Pictures do not belong in the copy; transcribe everything else in the records exactly.

==== Source material

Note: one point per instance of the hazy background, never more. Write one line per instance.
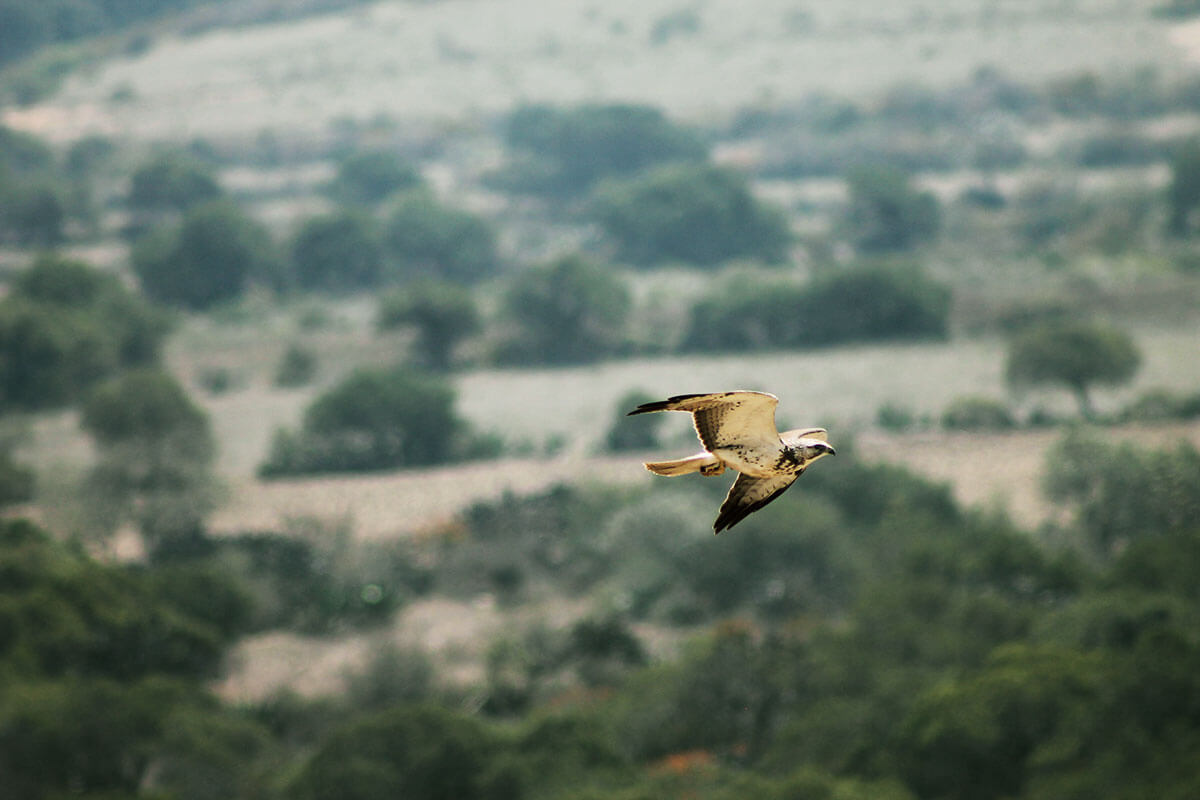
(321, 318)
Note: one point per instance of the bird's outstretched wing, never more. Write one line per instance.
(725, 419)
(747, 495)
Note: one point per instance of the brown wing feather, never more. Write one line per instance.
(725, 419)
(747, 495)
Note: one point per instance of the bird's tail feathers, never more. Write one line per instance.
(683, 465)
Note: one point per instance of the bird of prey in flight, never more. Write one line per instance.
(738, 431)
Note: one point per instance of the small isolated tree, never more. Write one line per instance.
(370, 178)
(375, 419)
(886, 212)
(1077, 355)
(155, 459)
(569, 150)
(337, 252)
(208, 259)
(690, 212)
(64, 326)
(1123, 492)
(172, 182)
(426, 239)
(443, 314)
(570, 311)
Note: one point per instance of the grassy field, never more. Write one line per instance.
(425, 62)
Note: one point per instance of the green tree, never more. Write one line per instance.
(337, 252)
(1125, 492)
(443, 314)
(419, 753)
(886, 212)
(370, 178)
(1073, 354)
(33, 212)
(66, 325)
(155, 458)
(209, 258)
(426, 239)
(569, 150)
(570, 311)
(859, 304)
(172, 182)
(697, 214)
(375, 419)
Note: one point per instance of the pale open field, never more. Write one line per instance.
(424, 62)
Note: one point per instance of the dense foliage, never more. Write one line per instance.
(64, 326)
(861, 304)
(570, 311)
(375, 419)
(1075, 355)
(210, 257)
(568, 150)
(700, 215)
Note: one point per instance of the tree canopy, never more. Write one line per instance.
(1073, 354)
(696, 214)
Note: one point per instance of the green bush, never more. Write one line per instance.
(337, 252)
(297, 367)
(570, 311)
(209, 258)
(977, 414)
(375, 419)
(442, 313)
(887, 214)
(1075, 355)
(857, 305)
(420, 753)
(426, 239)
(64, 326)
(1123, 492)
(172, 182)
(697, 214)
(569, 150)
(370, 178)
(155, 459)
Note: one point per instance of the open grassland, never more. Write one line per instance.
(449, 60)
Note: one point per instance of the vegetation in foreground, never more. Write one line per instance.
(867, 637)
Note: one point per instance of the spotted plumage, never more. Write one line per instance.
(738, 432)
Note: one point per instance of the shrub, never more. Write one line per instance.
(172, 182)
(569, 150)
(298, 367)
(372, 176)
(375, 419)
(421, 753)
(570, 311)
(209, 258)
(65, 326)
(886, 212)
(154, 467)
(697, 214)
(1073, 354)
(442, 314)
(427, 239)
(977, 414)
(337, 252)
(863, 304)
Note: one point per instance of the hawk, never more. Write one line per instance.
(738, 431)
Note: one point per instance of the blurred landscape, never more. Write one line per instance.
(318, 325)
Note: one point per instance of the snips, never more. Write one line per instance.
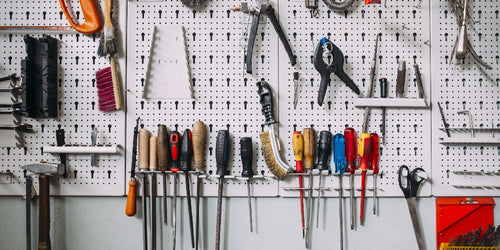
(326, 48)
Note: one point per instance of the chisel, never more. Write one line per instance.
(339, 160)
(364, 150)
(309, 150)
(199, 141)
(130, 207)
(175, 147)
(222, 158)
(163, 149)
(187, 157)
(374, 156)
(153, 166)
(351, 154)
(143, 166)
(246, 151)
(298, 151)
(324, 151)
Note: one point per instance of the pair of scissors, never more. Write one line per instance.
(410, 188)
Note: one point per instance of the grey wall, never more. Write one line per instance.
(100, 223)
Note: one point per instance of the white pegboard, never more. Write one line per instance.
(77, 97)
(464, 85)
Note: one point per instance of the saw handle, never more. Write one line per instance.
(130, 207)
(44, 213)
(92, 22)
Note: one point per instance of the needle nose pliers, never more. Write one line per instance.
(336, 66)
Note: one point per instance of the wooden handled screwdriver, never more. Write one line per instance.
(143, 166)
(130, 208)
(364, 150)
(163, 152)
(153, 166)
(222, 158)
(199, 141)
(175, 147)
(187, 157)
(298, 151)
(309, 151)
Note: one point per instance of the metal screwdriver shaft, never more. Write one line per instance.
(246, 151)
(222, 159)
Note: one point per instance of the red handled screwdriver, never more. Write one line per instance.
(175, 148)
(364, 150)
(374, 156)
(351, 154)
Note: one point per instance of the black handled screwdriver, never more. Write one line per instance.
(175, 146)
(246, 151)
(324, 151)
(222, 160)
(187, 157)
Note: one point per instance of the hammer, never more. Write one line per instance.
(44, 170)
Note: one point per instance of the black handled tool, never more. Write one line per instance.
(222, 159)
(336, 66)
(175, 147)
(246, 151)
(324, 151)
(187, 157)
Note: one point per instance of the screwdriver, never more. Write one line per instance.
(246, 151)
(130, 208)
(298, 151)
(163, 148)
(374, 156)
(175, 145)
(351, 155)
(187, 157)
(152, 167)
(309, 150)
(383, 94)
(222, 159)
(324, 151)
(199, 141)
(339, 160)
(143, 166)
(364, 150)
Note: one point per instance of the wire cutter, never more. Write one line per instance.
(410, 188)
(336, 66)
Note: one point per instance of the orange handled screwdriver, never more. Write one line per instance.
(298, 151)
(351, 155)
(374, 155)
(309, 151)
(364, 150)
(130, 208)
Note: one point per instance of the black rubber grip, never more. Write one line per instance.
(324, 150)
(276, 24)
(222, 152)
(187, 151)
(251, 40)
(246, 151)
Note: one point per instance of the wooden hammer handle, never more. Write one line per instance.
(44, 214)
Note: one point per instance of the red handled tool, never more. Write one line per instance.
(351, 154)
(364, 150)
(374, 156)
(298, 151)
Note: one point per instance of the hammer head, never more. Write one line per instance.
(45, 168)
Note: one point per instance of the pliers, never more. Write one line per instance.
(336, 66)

========

● Right answer:
Note: one point per instance of the hazy background, never more. Write one line per instance.
(321, 318)
Note: one point per instance of the bird's outstretched wing, never more. Write one line per instance.
(725, 419)
(747, 495)
Note: one point per instance of the brown wing feather, never more. Write one line per instance.
(725, 419)
(747, 495)
Note: one point per instance of the bird's tail feathers, never more. Write one line per instance.
(683, 465)
Note: one point per instance of the bird of prey in flight, never more. Write one line per instance.
(738, 431)
Note: one point per instance of the small isolated tree, never more. Write one line per instance.
(370, 178)
(375, 419)
(886, 212)
(1077, 355)
(155, 459)
(569, 150)
(337, 252)
(208, 259)
(690, 212)
(64, 326)
(1123, 492)
(172, 182)
(426, 239)
(443, 314)
(570, 311)
Note: one point per instance of the grassy field, never more. Write one line per instance.
(425, 62)
Note: one point per instance of the green tree, never more. Write one line per instance.
(337, 252)
(1125, 492)
(443, 314)
(419, 753)
(886, 212)
(370, 178)
(1073, 354)
(33, 212)
(66, 325)
(155, 458)
(209, 258)
(426, 239)
(569, 150)
(570, 311)
(859, 304)
(172, 182)
(697, 214)
(375, 419)
Note: one point per instance of the pale open field, never more. Write one line per instance.
(424, 62)
Note: one point per instance of the dense foliage, never more. Write one line per instance.
(64, 326)
(861, 304)
(570, 311)
(375, 419)
(1075, 355)
(210, 257)
(568, 150)
(700, 215)
Note: one point per instance of the tree canopy, never more. Write one line per instance.
(1073, 354)
(696, 214)
Note: one point per instance of the green bush, never more. Write one line per instance.
(337, 252)
(297, 367)
(570, 311)
(209, 258)
(977, 414)
(375, 419)
(442, 313)
(887, 214)
(1075, 355)
(857, 305)
(420, 753)
(426, 239)
(64, 326)
(1123, 492)
(172, 182)
(697, 214)
(569, 150)
(370, 178)
(155, 459)
Note: one point per instance of the open grassland, never more. Write one line per instance.
(449, 60)
Note: one point per instance of the vegetation in foreground, never more. Write one line per instance.
(867, 637)
Note: one point per instance of the spotted plumage, never more. Write one line per instance.
(738, 432)
Note: one point per instance of the shrub, never more. Write one line per instance.
(172, 182)
(569, 150)
(298, 367)
(372, 176)
(375, 419)
(421, 753)
(570, 311)
(209, 258)
(65, 326)
(886, 212)
(154, 467)
(697, 214)
(1073, 354)
(442, 314)
(427, 239)
(977, 414)
(337, 252)
(863, 304)
Note: one point per instance of the hawk, never more. Write one line per instance.
(738, 431)
Note: one point per instance of the blurred landscape, never more. Write one line per instance.
(318, 325)
Note: one point per instance of the snips, never more. Write one line per instance.
(326, 48)
Note: one point per instance of the chisel, never more. Write one line per instance.
(339, 160)
(364, 150)
(309, 150)
(199, 141)
(130, 207)
(175, 147)
(222, 158)
(163, 149)
(187, 157)
(374, 156)
(153, 166)
(351, 154)
(143, 166)
(246, 151)
(298, 151)
(324, 151)
Note: one point per instance of the pair of scissors, never more. Write one line per instance.
(410, 188)
Note: one point per instance of the grey wall, never more. Write one line per instance.
(100, 223)
Note: one point per instance of the white pegboard, never more. Write one line per instance.
(77, 97)
(464, 85)
Note: one point per instance of the saw handle, never more. Write one line per instance.
(130, 207)
(44, 213)
(92, 22)
Note: one point per instance of the needle nose pliers, never more. Write one line per instance.
(336, 66)
Note: one point per instance of the wooden handled screwdriver, never more. Write one line per instance.
(143, 166)
(130, 208)
(364, 150)
(163, 152)
(153, 166)
(222, 158)
(199, 141)
(175, 147)
(187, 157)
(298, 151)
(309, 151)
Note: one point per instance of the metal screwdriver shaft, never more. Write one line per instance.
(246, 151)
(222, 159)
Note: one point per instance of the red handled screwdriver, never more. Write one line per instance.
(175, 148)
(364, 150)
(374, 156)
(351, 154)
Note: one point per instance of the black handled screwdriver, never more. Write one line per instance.
(175, 146)
(246, 151)
(324, 151)
(222, 160)
(187, 157)
Note: one point per instance of the hammer, never more. Write one line per instance.
(44, 170)
Note: one point per instance of the black handled tool, never more. Write one line per instance.
(222, 159)
(336, 66)
(175, 147)
(246, 151)
(324, 151)
(187, 157)
Note: one point per instance of the screwdriver, never more. Write one line per instance.
(246, 151)
(130, 208)
(298, 151)
(163, 148)
(374, 156)
(175, 145)
(351, 155)
(187, 157)
(152, 167)
(309, 150)
(383, 94)
(222, 159)
(324, 151)
(199, 141)
(339, 160)
(143, 166)
(364, 150)
Note: one point per instance of the wire cutter, never more. Write one line per instance.
(410, 188)
(336, 66)
Note: one point per instance of the orange handled screwdriver, never more. Write one line per instance.
(298, 151)
(351, 155)
(374, 155)
(309, 151)
(364, 150)
(130, 208)
Note: one point per instance of the black rubber grip, never more. Write one line per instance.
(324, 150)
(276, 24)
(222, 152)
(187, 151)
(251, 40)
(246, 151)
Note: one point per instance of the wooden hammer handle, never more. Write one line per instance.
(44, 214)
Note: one point per instance of the red handled tool, never more. Write one line per instance.
(351, 154)
(364, 150)
(374, 156)
(298, 151)
Note: one point per instance of the hammer head, never more. Write one line per instance.
(45, 168)
Note: one point per instance of the pliers, never more. Write one line per instance.
(336, 66)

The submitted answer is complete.